▶ **Exercise**: Return only the number of lines in the records below where the string "bicycle" shows up.

--------

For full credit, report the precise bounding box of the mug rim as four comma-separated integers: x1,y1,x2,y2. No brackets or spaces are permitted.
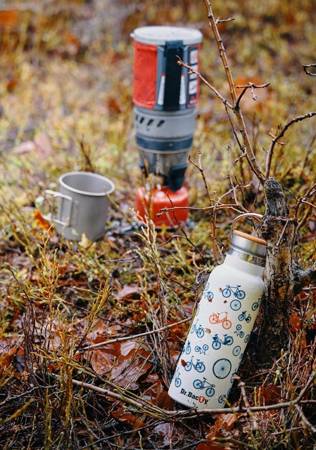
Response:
59,171,115,197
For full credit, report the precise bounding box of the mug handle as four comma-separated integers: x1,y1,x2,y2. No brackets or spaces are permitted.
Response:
42,190,73,227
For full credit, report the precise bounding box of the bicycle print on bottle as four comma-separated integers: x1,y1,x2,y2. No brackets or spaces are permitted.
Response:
220,285,246,300
238,311,251,323
184,356,206,373
194,343,209,355
193,377,215,398
209,311,232,330
182,341,192,355
190,320,205,338
174,369,182,388
211,333,234,350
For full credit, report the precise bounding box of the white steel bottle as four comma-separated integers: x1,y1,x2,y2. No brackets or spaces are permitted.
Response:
168,230,266,409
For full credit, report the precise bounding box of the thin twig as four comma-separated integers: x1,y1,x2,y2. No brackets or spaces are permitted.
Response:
266,112,316,178
236,376,259,431
295,405,316,433
178,59,233,108
69,371,316,419
80,317,191,352
235,82,270,111
203,0,265,184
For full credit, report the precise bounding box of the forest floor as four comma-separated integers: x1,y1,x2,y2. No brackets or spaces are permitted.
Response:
0,0,315,449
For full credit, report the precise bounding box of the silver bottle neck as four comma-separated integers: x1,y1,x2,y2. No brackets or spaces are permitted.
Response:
228,230,266,267
227,248,265,267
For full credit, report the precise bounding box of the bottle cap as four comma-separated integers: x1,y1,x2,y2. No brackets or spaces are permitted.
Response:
230,230,266,266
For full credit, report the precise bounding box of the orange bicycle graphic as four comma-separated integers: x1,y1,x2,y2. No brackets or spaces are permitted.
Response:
208,312,232,330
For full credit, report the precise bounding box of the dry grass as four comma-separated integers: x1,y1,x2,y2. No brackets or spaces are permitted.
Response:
0,0,315,448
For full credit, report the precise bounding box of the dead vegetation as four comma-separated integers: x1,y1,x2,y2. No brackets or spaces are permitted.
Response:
0,0,315,449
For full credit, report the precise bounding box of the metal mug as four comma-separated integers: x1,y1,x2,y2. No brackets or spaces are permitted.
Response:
42,171,115,241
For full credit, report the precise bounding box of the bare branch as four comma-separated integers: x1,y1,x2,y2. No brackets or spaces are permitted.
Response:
80,317,191,352
295,405,316,434
216,16,235,24
235,82,270,111
203,0,265,184
69,371,316,418
266,112,316,178
178,59,232,108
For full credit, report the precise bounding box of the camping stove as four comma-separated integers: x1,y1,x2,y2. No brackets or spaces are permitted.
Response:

--------

▶ **Answer below**: 2